_WHAT YOU NEED TO DO_: Show each line in the records below that contains the word "hillside", copying every such line in full.

_GIVEN DATA_:
______

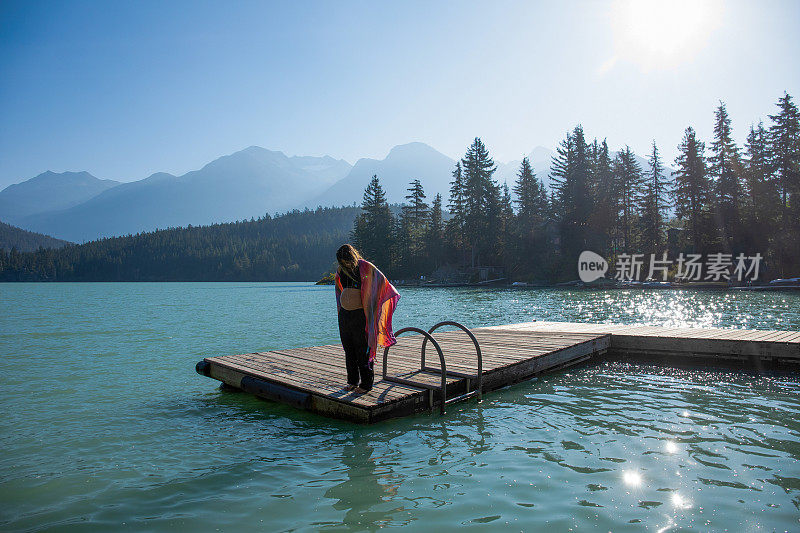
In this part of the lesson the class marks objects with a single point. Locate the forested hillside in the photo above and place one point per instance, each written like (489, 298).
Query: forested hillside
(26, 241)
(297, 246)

______

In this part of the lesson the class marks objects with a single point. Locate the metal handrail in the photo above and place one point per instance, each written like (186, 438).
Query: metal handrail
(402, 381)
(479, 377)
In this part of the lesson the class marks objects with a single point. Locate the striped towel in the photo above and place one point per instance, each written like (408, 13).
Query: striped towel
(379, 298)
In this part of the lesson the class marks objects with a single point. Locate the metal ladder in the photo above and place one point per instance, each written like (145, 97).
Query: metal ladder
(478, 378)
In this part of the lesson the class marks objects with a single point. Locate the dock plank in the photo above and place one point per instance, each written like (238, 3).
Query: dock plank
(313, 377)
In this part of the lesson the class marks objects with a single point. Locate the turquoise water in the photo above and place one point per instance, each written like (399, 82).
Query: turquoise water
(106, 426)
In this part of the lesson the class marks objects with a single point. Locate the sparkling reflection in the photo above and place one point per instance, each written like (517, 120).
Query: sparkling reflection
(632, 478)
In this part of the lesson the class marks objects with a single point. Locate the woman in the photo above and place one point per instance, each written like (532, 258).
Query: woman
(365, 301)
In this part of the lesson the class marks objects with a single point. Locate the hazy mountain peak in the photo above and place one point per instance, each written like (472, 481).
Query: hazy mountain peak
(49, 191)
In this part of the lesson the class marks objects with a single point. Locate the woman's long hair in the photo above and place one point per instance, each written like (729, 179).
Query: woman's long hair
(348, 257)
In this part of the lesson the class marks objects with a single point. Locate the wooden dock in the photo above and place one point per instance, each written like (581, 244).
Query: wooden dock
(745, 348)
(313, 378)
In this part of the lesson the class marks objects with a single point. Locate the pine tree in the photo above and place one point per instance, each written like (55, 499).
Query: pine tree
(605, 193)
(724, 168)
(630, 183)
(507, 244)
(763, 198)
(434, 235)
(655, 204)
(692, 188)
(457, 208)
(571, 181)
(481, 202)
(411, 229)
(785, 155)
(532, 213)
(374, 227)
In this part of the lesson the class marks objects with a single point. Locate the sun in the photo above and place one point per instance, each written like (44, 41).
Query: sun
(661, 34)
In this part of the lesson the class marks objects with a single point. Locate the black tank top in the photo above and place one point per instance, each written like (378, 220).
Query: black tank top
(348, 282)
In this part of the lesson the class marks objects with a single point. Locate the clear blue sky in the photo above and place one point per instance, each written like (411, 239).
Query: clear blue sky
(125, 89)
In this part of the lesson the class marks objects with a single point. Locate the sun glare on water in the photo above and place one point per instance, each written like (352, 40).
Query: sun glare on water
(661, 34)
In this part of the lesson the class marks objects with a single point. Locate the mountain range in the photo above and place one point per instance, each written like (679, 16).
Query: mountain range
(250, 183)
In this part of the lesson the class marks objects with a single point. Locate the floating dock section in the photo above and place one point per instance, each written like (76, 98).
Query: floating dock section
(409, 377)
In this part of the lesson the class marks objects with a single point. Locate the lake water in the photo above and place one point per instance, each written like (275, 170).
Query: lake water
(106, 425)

______

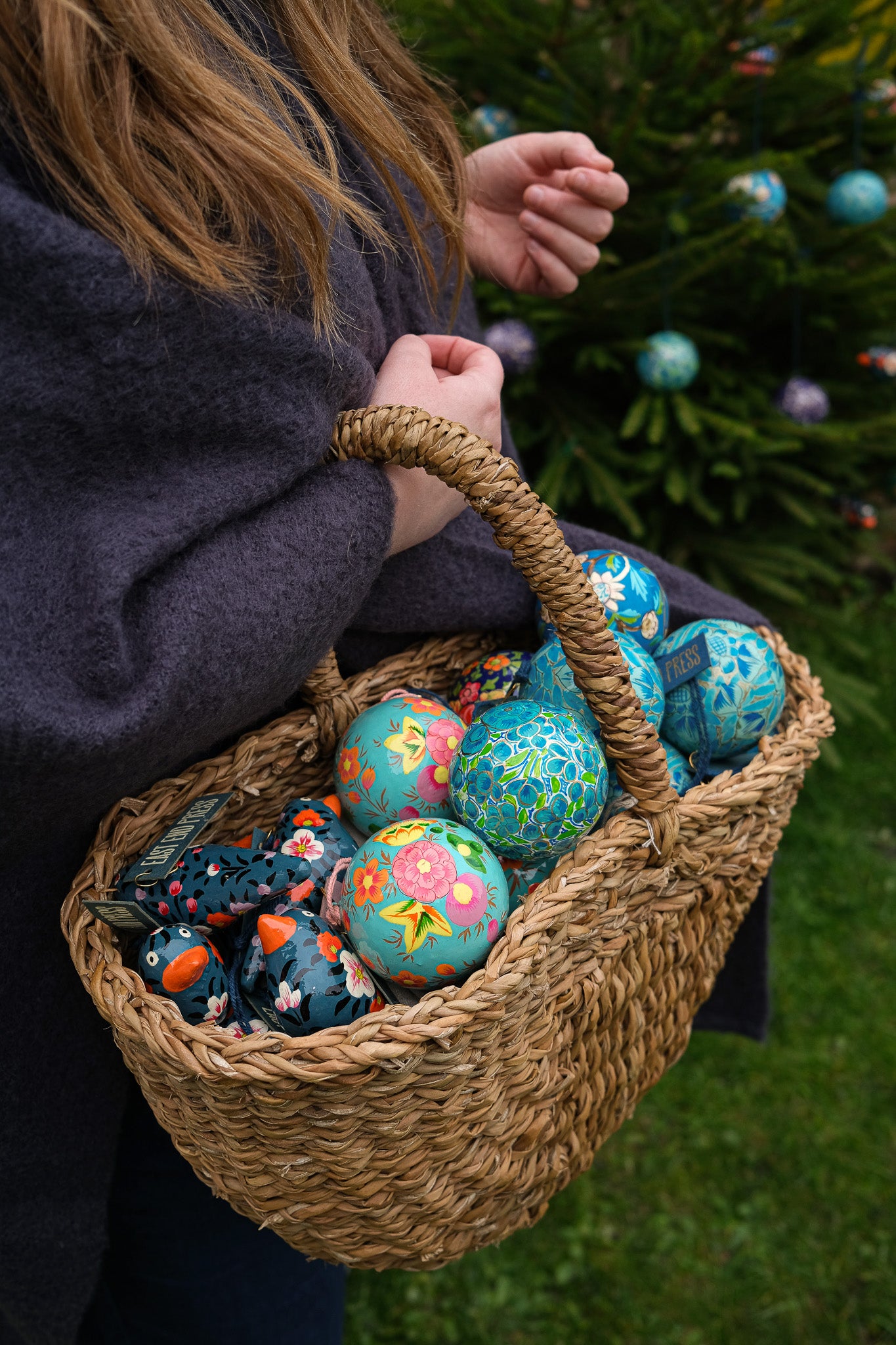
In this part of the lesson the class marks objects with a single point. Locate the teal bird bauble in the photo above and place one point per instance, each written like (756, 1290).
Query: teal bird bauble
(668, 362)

______

_TASK SOLUTION_:
In this part of the lesson the class marks objects with a single point. Locate the forested hillside in the photo above and place one point per instance, each written like (489, 298).
Query: forested hillside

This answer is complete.